-- Start of Given records --
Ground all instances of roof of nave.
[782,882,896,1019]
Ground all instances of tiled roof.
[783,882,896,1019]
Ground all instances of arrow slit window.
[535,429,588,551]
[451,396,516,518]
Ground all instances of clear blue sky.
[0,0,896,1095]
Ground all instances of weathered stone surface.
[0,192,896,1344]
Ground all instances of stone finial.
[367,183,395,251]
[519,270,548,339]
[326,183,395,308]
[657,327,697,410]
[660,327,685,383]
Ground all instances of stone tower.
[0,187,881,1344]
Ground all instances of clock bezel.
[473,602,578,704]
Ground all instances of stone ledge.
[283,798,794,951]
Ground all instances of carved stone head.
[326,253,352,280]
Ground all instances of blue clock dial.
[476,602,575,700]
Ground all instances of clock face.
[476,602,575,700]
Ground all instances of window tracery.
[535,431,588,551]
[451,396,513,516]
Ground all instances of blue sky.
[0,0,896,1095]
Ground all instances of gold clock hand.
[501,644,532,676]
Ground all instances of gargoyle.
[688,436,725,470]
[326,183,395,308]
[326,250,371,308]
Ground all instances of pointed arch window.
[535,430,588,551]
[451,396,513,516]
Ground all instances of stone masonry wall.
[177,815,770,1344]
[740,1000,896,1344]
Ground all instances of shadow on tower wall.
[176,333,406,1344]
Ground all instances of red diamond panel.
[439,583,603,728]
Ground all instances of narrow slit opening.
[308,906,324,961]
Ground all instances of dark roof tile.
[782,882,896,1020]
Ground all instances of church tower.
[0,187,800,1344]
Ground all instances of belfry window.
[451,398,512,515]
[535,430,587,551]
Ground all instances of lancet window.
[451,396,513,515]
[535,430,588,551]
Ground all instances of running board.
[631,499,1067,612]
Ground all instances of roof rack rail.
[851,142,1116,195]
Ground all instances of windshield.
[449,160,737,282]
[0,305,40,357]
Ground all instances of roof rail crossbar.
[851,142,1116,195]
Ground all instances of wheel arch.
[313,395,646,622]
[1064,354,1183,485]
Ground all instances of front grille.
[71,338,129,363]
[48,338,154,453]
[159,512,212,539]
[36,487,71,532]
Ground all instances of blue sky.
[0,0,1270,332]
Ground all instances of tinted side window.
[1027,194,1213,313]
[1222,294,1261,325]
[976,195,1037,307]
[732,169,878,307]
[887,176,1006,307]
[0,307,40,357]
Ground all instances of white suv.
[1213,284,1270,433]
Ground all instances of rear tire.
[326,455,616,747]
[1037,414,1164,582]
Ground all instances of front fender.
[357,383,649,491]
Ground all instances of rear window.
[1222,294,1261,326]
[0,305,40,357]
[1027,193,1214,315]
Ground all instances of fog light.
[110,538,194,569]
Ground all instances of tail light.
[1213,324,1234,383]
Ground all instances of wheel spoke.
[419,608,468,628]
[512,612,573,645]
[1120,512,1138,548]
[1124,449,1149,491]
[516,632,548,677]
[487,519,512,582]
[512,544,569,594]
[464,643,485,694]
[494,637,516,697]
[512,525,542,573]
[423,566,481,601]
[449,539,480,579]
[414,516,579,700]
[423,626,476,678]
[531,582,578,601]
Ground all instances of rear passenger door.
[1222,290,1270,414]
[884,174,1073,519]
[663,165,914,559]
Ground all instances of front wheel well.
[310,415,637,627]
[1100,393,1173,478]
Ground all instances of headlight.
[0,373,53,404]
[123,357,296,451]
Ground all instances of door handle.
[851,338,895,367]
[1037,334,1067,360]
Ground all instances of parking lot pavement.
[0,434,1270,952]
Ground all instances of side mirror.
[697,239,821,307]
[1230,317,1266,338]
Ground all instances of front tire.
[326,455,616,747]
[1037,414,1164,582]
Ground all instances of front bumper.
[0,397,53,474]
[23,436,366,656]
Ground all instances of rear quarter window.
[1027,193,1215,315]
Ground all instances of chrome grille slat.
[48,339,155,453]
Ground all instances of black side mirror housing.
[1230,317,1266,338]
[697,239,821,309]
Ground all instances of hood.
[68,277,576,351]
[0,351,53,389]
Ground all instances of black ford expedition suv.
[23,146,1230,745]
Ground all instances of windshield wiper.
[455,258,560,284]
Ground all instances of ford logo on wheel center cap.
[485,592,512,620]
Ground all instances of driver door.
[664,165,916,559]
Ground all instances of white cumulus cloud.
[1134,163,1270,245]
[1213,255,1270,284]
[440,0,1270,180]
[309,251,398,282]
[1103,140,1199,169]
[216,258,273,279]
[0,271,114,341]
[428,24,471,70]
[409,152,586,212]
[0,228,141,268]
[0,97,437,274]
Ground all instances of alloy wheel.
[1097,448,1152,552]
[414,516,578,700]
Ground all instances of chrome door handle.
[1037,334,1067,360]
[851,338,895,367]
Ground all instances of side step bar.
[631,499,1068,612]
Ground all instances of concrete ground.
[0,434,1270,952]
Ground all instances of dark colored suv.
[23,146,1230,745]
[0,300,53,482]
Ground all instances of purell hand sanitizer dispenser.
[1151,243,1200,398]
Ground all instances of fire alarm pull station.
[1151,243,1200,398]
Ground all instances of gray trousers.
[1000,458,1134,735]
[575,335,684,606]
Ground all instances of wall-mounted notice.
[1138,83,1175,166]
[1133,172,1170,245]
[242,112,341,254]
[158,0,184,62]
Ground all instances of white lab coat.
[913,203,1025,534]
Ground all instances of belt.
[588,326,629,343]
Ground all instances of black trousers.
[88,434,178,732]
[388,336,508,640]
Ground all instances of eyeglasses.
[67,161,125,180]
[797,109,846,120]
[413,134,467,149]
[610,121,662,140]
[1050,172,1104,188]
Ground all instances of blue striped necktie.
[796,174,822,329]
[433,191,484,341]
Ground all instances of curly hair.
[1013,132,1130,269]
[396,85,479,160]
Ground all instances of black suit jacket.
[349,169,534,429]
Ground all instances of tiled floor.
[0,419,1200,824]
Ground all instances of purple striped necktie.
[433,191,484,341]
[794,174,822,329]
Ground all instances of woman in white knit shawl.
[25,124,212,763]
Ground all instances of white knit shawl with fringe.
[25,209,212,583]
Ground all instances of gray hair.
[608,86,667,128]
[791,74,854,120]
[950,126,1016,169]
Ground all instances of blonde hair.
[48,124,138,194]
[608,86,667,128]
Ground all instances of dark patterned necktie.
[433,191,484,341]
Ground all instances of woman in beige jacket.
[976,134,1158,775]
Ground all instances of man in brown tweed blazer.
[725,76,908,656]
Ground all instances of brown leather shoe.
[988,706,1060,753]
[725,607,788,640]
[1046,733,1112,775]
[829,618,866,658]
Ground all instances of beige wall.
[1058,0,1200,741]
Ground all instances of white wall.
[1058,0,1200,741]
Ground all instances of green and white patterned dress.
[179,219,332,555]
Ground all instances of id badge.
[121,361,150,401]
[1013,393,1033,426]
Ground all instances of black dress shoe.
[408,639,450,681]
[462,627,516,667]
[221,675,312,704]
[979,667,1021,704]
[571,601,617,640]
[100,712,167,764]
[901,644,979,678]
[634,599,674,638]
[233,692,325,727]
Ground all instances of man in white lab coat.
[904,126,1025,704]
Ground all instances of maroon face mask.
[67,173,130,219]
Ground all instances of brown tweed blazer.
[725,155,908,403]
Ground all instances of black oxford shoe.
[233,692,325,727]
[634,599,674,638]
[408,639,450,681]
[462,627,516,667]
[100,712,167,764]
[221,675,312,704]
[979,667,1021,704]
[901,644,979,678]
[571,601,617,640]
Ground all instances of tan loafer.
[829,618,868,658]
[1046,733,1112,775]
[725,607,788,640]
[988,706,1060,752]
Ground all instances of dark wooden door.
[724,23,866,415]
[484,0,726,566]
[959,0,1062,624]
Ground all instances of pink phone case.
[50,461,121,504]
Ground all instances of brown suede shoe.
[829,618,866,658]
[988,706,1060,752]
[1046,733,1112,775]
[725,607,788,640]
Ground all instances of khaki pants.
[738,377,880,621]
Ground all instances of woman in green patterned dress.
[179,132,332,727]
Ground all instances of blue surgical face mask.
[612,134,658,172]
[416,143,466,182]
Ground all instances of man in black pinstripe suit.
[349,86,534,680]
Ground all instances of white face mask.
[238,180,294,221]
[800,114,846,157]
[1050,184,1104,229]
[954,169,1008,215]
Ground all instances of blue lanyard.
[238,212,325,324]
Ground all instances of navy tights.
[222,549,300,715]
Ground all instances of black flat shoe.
-- End of Given records --
* [Exercise details]:
Copy the data from the line with "Ground all instances of roof rail crossbar." to the line with "[0,0,1270,332]", keeping every line as it appears.

* [Complete answer]:
Ground all instances of roof rail crossbar.
[851,142,1116,195]
Ground all instances of wheel arch.
[313,395,646,622]
[1064,354,1183,485]
Ground all instances of front grille.
[71,338,129,363]
[48,338,154,453]
[159,512,212,539]
[36,487,71,532]
Ground all instances of blue sky.
[0,0,1270,332]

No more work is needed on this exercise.